Rows of box annotation data:
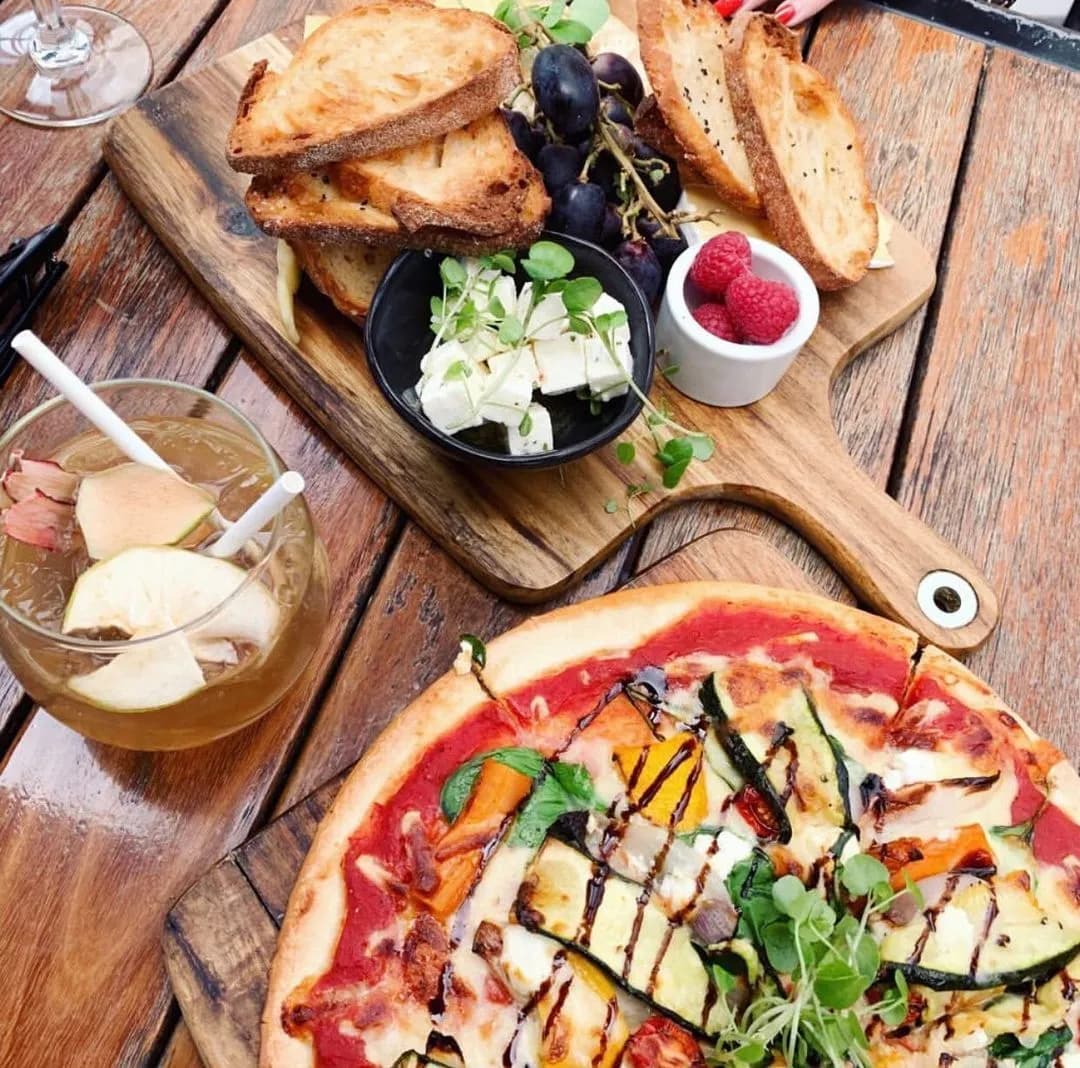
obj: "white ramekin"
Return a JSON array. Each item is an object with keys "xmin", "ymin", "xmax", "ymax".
[{"xmin": 657, "ymin": 238, "xmax": 820, "ymax": 408}]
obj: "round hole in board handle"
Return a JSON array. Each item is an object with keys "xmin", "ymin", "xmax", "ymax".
[{"xmin": 917, "ymin": 571, "xmax": 978, "ymax": 631}]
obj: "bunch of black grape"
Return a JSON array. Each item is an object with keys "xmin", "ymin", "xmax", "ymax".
[{"xmin": 504, "ymin": 44, "xmax": 686, "ymax": 302}]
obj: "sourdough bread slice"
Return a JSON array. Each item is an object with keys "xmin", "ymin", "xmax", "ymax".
[
  {"xmin": 330, "ymin": 111, "xmax": 542, "ymax": 234},
  {"xmin": 293, "ymin": 241, "xmax": 397, "ymax": 323},
  {"xmin": 637, "ymin": 0, "xmax": 761, "ymax": 215},
  {"xmin": 244, "ymin": 171, "xmax": 551, "ymax": 255},
  {"xmin": 727, "ymin": 12, "xmax": 877, "ymax": 289},
  {"xmin": 228, "ymin": 0, "xmax": 521, "ymax": 174}
]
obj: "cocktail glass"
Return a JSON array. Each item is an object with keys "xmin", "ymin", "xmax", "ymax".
[
  {"xmin": 0, "ymin": 379, "xmax": 328, "ymax": 749},
  {"xmin": 0, "ymin": 0, "xmax": 153, "ymax": 126}
]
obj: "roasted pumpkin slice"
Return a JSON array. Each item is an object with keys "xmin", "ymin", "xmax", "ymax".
[
  {"xmin": 876, "ymin": 873, "xmax": 1080, "ymax": 990},
  {"xmin": 515, "ymin": 839, "xmax": 726, "ymax": 1033},
  {"xmin": 615, "ymin": 732, "xmax": 708, "ymax": 830},
  {"xmin": 701, "ymin": 675, "xmax": 851, "ymax": 863}
]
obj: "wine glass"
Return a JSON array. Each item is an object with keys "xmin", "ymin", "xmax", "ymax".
[{"xmin": 0, "ymin": 0, "xmax": 153, "ymax": 126}]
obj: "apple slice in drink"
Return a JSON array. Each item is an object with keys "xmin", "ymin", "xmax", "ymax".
[
  {"xmin": 75, "ymin": 463, "xmax": 215, "ymax": 560},
  {"xmin": 62, "ymin": 545, "xmax": 280, "ymax": 712},
  {"xmin": 67, "ymin": 634, "xmax": 205, "ymax": 712}
]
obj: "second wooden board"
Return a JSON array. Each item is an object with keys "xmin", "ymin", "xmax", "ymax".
[{"xmin": 106, "ymin": 22, "xmax": 997, "ymax": 651}]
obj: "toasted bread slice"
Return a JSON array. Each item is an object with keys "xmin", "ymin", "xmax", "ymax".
[
  {"xmin": 637, "ymin": 0, "xmax": 761, "ymax": 215},
  {"xmin": 330, "ymin": 111, "xmax": 541, "ymax": 234},
  {"xmin": 244, "ymin": 171, "xmax": 551, "ymax": 255},
  {"xmin": 293, "ymin": 241, "xmax": 397, "ymax": 323},
  {"xmin": 228, "ymin": 0, "xmax": 521, "ymax": 174},
  {"xmin": 728, "ymin": 12, "xmax": 877, "ymax": 289}
]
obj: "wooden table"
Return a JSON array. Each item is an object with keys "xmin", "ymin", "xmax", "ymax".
[{"xmin": 0, "ymin": 0, "xmax": 1080, "ymax": 1068}]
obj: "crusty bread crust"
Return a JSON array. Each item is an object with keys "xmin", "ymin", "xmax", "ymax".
[
  {"xmin": 727, "ymin": 12, "xmax": 877, "ymax": 289},
  {"xmin": 330, "ymin": 111, "xmax": 542, "ymax": 235},
  {"xmin": 637, "ymin": 0, "xmax": 761, "ymax": 215},
  {"xmin": 244, "ymin": 172, "xmax": 551, "ymax": 256},
  {"xmin": 226, "ymin": 0, "xmax": 521, "ymax": 175},
  {"xmin": 293, "ymin": 241, "xmax": 397, "ymax": 323}
]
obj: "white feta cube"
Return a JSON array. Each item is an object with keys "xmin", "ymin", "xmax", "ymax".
[
  {"xmin": 419, "ymin": 360, "xmax": 488, "ymax": 434},
  {"xmin": 582, "ymin": 336, "xmax": 629, "ymax": 395},
  {"xmin": 507, "ymin": 404, "xmax": 555, "ymax": 456},
  {"xmin": 523, "ymin": 293, "xmax": 570, "ymax": 341},
  {"xmin": 480, "ymin": 348, "xmax": 537, "ymax": 427},
  {"xmin": 532, "ymin": 334, "xmax": 589, "ymax": 396}
]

What is being asked: Pick out every line of the data above that contains the string "slice", matching case exactly, and copy each one in full.

Correct output:
obj: "sourdough bread slice"
obj: "roasted pumpkin slice"
obj: "apple slice in drink"
obj: "toasted bread slice"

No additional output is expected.